[Requirements]
Print the material below line for line, changing nothing.

##### Data section

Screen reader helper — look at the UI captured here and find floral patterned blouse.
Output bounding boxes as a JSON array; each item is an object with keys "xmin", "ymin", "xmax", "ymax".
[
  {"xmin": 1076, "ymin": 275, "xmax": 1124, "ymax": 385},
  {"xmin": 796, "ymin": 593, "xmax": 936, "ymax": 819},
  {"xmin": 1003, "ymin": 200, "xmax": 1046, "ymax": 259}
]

##########

[Answer for the task]
Screen reader helper — look at the UI captured here and find floral patterned blouse.
Output bounding boxes as a JSON array; each item is an object with keys "xmin", "ymin", "xmax", "ymax".
[
  {"xmin": 1076, "ymin": 275, "xmax": 1124, "ymax": 385},
  {"xmin": 796, "ymin": 593, "xmax": 936, "ymax": 819},
  {"xmin": 1003, "ymin": 200, "xmax": 1046, "ymax": 259}
]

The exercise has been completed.